Problem details:
Swap each "spot" in the lines below for "location" and change nothing else. Leave the pictures out of your answer.

(Point labeling data based on photos)
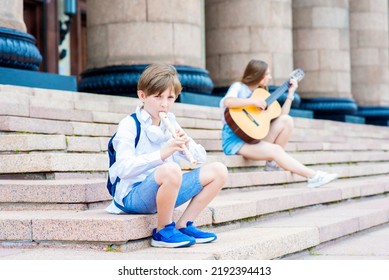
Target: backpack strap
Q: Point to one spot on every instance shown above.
(137, 123)
(112, 159)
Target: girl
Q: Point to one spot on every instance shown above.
(271, 148)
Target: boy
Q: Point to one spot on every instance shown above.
(151, 180)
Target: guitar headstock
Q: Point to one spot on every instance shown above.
(297, 74)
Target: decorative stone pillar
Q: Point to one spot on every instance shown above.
(321, 42)
(11, 15)
(125, 36)
(321, 47)
(237, 31)
(369, 52)
(17, 48)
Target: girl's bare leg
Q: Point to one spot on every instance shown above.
(269, 151)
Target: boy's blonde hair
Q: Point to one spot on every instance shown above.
(156, 78)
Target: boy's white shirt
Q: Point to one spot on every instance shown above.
(135, 164)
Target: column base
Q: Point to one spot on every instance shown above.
(374, 115)
(18, 50)
(123, 79)
(330, 108)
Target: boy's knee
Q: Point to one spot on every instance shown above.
(169, 173)
(287, 121)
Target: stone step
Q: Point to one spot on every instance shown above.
(18, 142)
(97, 226)
(82, 194)
(41, 103)
(46, 162)
(281, 236)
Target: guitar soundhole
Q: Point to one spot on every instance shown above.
(250, 117)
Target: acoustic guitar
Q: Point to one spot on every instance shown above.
(251, 123)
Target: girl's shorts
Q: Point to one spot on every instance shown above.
(142, 199)
(231, 143)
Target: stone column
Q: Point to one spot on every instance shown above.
(369, 52)
(11, 15)
(144, 31)
(321, 47)
(237, 31)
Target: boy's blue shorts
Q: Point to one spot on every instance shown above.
(142, 199)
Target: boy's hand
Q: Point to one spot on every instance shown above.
(174, 145)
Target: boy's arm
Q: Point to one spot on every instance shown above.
(128, 163)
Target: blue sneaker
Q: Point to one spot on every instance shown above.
(201, 236)
(170, 237)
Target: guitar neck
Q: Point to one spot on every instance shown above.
(277, 93)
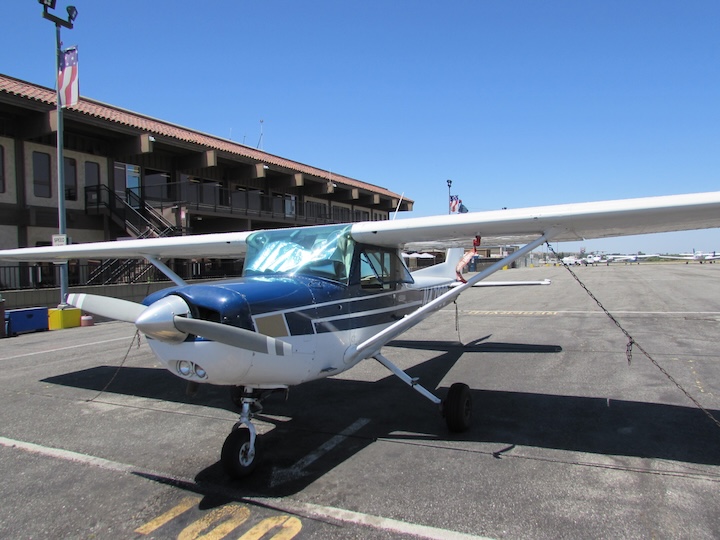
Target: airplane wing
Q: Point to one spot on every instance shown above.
(220, 245)
(566, 222)
(569, 221)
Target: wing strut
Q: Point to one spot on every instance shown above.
(165, 269)
(372, 346)
(407, 379)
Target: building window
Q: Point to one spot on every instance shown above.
(70, 179)
(2, 169)
(92, 173)
(42, 177)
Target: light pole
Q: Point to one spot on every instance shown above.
(449, 197)
(62, 230)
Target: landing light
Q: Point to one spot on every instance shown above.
(188, 369)
(185, 368)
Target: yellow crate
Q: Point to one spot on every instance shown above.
(63, 318)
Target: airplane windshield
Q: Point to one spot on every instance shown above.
(324, 252)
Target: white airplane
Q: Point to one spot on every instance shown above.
(699, 256)
(627, 258)
(315, 301)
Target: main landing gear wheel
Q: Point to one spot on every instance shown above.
(239, 457)
(457, 408)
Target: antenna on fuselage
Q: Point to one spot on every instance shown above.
(397, 208)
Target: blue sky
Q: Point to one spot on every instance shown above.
(519, 102)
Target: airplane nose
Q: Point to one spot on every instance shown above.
(157, 319)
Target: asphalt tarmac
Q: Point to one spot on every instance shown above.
(568, 440)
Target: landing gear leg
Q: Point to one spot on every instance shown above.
(457, 406)
(241, 453)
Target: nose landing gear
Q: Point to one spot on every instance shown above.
(242, 450)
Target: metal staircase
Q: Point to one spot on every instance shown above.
(138, 219)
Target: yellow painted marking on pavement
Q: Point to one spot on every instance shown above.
(233, 514)
(289, 527)
(151, 526)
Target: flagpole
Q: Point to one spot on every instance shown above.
(449, 197)
(61, 238)
(62, 225)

Response to this task:
Target: backpack strap
Q: Point to one location on every instance shown above.
(137, 123)
(112, 159)
Target: girl
Q: Point to one location on every instance shown above.
(271, 148)
Target: boy
Q: Point to one location on every instance shown above.
(151, 180)
Target: guitar headstock
Q: Point to one location on every instance shown above.
(297, 74)
Target: decorative stone pillar
Q: Point to one location on every instance shown above.
(321, 42)
(11, 15)
(125, 36)
(321, 47)
(237, 31)
(369, 52)
(17, 48)
Target: girl's bare leg
Q: Point to one location on every instance shown above.
(269, 151)
Target: boy's blonde hair
Q: Point to one location on every instance shown above.
(156, 78)
Target: boy's white shirt
Q: Point to one location on every instance shown above.
(135, 164)
Target: column base
Q: Point to one location on every instance shown above.
(374, 115)
(18, 50)
(123, 79)
(330, 108)
Target: boy's knee
Q: Point to one location on every instance shown above.
(169, 173)
(287, 121)
Target: stone step
Q: Point to one location on every instance shown above.
(18, 142)
(97, 226)
(82, 194)
(41, 103)
(46, 162)
(281, 236)
Target: guitar soundhole
Q: Point to one location on every instance shown above.
(250, 117)
Target: acoustic guitar
Q: Point to one location on every instance shown above.
(251, 123)
Target: girl's shorts
Q: Point to one location on every instance shown above.
(142, 199)
(231, 143)
Target: stone column
Q: Point to one location on every instance shown above.
(369, 52)
(11, 15)
(144, 31)
(321, 47)
(237, 31)
Target: boy's blue shorts
Q: Point to one location on every instance shown above.
(142, 199)
Target: boy's hand
Q: Point to one location on every instance shown above.
(174, 145)
Target: boy's arm
Q: Point to one location on every instance shown above.
(128, 163)
Target: blue sneaker
Q: Point to one location on every instance shown above.
(201, 236)
(170, 237)
Target: guitar neck
Q: Point to one location on every instance shown above.
(277, 93)
Target: airplane wing
Q: Point to one location on every instance shown above.
(220, 245)
(566, 222)
(569, 221)
Target: wing strut
Q: Point to one location on every instance shown above.
(165, 269)
(372, 346)
(407, 379)
Target: building window
Q: Point to one location on every instance shown above.
(70, 179)
(2, 169)
(92, 173)
(42, 177)
Target: light pole
Q: Point to one location on every instance shown above.
(449, 197)
(62, 230)
Target: landing light
Q: Point to one location on every instance shown above.
(188, 369)
(185, 368)
Target: yellow crate
Q: Point to one location on every instance shown above.
(63, 318)
Target: airplane windshield
Q: Point to one location on every instance shown above.
(324, 252)
Target: white airplane
Q: Point to one location on every instance shown above.
(699, 256)
(627, 258)
(315, 301)
Target: main landing gear wheel
Q: Point to one location on every instance shown above.
(239, 457)
(457, 408)
Target: antenna on fuselage
Q: Point to one location on every instance shown above.
(397, 208)
Target: blue sky
Q: Point to one location on every instance shown above.
(519, 102)
Target: airplane nose
Q: Point to one location on every instance shown above.
(157, 319)
Target: asphalt tarmac
Q: Point to one location on every instance shown above.
(568, 440)
Target: landing gear leg
Q: Point to one location on every instance shown above.
(457, 406)
(241, 453)
Target: nose landing gear
Q: Point to one location on every instance shown above.
(242, 450)
Target: metal staircase
Q: Point to one location on every instance shown above.
(138, 219)
Target: yellow painted marking on pavement
Q: Point to one location on every instance shown above.
(233, 514)
(289, 527)
(151, 526)
Target: flagpole
Q: Point to one location on every instance shown above.
(449, 197)
(61, 238)
(62, 225)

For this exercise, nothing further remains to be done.